**QUÉ DEBE HACER**. Identifique en los registros siguientes cada línea que contenga la palabra "bounding" y cópiela completa.

**DATOS PROPORCIONADOS**.
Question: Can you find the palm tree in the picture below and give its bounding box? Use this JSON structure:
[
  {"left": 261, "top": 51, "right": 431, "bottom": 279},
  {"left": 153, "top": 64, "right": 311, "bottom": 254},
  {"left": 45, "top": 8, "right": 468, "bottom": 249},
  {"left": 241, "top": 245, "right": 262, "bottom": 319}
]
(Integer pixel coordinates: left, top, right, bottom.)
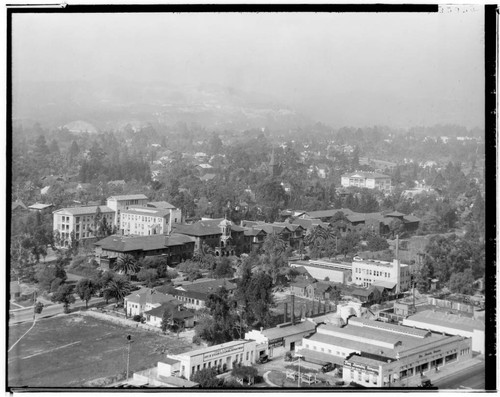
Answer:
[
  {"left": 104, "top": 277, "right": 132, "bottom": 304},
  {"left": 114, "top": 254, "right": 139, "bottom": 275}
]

* * *

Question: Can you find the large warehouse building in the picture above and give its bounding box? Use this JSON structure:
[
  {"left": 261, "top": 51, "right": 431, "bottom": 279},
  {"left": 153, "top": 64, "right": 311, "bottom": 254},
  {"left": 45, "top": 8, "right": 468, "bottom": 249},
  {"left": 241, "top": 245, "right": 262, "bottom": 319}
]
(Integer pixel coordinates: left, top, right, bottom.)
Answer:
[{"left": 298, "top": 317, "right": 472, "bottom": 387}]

**TAREA REALIZADA**.
Question: Can you find the palm tree in the picture below and give its bounding box? Use this JSON structure:
Question: Can you find the large warehouse building in the picture above and give its bounding box? Use this JSON structure:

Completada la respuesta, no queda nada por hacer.